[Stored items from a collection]

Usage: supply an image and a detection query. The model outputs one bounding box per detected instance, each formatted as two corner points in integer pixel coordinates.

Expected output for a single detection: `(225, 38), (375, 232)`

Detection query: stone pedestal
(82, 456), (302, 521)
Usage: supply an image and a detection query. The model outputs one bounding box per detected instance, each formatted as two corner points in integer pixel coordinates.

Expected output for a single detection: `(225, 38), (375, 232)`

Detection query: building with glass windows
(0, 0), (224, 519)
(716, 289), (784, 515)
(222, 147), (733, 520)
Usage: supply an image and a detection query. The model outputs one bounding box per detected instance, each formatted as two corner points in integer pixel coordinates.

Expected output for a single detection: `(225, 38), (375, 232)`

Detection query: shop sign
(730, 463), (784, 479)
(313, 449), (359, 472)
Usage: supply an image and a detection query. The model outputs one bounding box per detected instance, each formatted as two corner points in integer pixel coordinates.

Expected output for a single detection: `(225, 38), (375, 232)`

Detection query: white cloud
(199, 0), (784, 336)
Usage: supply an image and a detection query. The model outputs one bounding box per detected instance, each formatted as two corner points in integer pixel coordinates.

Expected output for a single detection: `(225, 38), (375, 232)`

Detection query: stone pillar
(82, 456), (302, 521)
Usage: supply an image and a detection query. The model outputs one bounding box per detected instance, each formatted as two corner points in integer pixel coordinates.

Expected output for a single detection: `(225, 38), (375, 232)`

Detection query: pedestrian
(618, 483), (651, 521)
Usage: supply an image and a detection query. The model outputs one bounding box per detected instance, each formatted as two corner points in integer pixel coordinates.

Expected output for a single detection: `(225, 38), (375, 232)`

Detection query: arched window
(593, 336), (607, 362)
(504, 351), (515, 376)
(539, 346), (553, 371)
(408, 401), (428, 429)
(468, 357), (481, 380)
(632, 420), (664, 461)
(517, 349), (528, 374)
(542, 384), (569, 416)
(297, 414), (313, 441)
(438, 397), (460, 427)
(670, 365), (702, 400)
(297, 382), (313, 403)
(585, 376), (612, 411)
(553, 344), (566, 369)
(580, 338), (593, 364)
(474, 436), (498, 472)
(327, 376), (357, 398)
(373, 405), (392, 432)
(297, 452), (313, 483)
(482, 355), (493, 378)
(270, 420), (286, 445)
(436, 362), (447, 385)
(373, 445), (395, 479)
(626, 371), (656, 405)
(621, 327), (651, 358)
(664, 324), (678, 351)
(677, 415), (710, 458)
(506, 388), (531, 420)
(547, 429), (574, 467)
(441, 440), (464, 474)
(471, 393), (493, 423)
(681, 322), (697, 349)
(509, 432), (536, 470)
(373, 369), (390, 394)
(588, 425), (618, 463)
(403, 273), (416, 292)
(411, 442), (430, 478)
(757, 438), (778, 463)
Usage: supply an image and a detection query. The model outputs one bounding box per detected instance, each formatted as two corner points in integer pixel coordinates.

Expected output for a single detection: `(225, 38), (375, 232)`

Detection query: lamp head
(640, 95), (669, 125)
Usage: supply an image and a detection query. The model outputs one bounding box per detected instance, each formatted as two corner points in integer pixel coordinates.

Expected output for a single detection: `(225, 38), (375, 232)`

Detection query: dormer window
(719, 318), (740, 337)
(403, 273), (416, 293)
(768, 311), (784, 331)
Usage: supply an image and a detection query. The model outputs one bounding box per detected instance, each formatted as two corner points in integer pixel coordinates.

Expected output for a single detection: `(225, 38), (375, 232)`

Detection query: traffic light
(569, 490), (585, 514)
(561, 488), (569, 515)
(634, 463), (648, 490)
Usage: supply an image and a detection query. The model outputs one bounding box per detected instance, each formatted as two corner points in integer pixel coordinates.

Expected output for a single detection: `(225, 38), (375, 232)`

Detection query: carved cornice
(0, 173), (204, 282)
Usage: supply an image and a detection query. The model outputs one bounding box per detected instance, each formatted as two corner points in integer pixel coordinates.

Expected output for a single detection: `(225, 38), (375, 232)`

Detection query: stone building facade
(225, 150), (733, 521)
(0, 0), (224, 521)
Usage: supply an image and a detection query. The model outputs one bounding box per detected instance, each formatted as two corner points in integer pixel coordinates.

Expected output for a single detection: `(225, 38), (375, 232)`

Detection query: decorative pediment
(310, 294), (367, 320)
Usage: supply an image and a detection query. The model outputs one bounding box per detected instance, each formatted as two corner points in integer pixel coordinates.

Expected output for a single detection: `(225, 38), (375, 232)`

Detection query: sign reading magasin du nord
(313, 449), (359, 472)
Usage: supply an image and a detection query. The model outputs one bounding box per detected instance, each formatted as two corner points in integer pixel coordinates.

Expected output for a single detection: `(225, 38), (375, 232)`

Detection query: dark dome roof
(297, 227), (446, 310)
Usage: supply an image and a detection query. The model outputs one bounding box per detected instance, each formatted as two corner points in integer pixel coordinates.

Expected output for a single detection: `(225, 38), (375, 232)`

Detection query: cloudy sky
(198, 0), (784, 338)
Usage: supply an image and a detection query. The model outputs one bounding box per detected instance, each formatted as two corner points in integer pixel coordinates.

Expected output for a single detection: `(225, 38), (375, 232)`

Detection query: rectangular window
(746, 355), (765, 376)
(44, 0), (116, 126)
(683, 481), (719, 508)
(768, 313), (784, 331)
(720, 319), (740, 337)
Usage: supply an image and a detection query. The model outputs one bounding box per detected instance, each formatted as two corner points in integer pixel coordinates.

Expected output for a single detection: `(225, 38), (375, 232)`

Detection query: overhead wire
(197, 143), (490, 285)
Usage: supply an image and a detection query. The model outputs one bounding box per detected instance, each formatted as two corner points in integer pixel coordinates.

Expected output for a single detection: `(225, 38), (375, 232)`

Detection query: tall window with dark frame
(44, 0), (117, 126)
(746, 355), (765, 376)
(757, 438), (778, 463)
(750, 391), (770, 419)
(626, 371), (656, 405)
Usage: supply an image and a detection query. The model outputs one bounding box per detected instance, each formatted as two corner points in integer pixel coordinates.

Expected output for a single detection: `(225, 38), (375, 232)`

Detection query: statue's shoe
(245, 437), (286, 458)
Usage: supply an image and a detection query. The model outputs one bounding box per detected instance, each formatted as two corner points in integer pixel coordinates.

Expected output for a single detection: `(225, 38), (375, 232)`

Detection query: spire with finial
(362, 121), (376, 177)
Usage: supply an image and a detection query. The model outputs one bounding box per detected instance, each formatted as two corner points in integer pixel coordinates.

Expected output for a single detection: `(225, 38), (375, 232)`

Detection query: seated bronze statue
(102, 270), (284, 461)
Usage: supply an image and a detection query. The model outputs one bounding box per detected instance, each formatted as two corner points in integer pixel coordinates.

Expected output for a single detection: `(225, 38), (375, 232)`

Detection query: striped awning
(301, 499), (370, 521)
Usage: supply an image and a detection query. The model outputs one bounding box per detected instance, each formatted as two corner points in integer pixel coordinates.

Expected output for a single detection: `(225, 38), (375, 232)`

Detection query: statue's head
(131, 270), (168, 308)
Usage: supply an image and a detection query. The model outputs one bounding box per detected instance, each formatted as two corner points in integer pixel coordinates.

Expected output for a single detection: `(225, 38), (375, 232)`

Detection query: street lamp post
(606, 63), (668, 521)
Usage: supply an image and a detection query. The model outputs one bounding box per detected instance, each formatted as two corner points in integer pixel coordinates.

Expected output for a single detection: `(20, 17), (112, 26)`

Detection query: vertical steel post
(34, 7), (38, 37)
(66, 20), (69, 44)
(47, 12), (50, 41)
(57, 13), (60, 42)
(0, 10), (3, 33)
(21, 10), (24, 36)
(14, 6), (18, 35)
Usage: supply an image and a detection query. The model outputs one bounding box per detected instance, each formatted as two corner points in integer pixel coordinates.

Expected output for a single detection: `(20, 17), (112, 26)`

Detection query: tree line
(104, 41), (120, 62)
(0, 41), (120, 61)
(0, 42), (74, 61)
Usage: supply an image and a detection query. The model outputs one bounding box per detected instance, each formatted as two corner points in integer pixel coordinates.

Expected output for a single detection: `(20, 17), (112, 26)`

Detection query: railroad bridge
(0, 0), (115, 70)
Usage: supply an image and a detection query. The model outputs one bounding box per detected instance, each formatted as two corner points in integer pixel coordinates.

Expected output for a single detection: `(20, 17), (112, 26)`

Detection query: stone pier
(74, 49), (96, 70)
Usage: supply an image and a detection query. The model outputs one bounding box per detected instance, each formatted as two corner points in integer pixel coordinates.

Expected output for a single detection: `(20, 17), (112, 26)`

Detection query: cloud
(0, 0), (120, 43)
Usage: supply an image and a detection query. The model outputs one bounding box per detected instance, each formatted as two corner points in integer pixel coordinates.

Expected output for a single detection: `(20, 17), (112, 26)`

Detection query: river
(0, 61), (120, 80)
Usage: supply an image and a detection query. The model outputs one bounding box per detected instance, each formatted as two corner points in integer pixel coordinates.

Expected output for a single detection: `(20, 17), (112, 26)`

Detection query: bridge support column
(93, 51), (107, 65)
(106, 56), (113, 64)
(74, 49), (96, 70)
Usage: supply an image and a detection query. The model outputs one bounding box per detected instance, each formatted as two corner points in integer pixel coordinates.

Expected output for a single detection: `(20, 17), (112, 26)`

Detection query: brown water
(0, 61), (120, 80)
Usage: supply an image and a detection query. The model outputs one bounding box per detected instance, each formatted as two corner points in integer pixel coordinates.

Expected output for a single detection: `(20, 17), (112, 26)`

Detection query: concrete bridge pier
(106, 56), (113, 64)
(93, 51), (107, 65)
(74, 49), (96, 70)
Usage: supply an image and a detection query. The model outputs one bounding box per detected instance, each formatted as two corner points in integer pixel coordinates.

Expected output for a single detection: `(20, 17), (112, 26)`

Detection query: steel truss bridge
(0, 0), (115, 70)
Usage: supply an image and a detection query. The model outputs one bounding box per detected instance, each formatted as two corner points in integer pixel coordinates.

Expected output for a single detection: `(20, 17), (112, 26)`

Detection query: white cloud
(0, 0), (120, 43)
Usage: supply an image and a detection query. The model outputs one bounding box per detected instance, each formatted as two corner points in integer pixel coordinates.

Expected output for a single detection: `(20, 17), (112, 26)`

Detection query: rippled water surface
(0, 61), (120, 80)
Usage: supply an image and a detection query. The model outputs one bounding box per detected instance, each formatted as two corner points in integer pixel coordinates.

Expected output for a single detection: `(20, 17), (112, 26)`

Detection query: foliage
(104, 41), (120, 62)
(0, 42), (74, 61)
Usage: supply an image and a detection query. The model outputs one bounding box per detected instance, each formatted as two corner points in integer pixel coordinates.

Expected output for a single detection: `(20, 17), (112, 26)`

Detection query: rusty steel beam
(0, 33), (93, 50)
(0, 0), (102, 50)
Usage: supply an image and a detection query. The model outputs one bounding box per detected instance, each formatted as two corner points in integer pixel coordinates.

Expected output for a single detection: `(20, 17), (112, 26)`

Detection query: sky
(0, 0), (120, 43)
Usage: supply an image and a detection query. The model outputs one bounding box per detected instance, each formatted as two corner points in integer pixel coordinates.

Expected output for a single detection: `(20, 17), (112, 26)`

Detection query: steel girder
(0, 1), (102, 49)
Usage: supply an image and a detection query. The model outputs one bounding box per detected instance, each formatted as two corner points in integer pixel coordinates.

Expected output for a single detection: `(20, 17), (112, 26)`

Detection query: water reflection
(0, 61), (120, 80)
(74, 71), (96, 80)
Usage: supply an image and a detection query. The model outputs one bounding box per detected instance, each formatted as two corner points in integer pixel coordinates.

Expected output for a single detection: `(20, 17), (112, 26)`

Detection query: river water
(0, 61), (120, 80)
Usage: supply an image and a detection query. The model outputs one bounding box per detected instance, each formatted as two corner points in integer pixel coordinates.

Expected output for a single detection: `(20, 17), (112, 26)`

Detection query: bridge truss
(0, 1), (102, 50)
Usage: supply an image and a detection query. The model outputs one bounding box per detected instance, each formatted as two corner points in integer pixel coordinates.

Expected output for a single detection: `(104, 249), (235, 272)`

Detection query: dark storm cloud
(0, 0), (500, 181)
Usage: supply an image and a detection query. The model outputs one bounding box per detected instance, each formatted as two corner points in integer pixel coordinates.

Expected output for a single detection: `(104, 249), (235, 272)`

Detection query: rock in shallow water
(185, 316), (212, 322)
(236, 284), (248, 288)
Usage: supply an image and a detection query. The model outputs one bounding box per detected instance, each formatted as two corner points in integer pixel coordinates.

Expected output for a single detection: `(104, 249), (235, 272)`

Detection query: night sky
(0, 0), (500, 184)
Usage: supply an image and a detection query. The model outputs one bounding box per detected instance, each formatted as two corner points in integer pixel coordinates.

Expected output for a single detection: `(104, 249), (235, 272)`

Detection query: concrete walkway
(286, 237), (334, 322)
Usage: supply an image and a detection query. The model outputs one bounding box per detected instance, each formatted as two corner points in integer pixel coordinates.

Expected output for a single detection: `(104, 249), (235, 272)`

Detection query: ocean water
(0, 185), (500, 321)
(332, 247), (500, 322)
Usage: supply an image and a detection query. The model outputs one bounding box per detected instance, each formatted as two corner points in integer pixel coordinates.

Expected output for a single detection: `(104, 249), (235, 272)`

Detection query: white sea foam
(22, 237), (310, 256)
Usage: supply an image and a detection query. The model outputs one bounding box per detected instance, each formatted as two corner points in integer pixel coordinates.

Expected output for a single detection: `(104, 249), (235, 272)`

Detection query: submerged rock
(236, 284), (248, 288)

OBJECTIVE: Can you pull out the material from its very first line through the line containing "(618, 483), (651, 521)", including that line, and reproduce it without any changes?

WRITTEN ANSWER:
Usage: supply an image and a detection query. The model outputs one bounding box per detected instance, each formatted as two corner points in integer pixel coordinates.

Expected output for a single detection: `(225, 38), (375, 232)`

Detection query: stone pedestal
(82, 456), (302, 521)
Usage: supply an image and a detection query. The model outputs one bounding box per detected instance, each formatted as two corner points in integer pixel coordinates.

Expected output for a single detection: `(225, 38), (375, 232)`

Detection query: building with glass windows
(0, 0), (224, 519)
(716, 289), (784, 515)
(222, 147), (733, 520)
Usage: supply an image and a detection query. The model outputs one bounding box per detected instance, each formatted as two corner points in integer pixel coordinates.

Expected output for a single detection: `(225, 38), (375, 232)`

Detection query: shop sign
(730, 463), (784, 479)
(313, 449), (359, 472)
Usage: supply an image and a detection query. The model outputs one bounding box per detected instance, each formatted as two corner points in integer pixel coordinates.

Expected output for a single detection: `(225, 38), (375, 232)`

Detection query: white cloud
(199, 0), (784, 336)
Usage: supply an image and a detection query. The model outputs one bounding box per detected instance, each formatted as two corner points in integer pixel coordinates.

Expected output for a single detection: `(225, 38), (375, 232)`

Detection query: stone pillar
(82, 456), (302, 521)
Usage: supply an image and a detection query. The model outputs one bounding box per detected instance, each formatted as two corner points in integer pixel coordinates.

Expected output for a single detection: `(225, 38), (375, 232)`

Detection query: pedestrian
(618, 483), (651, 521)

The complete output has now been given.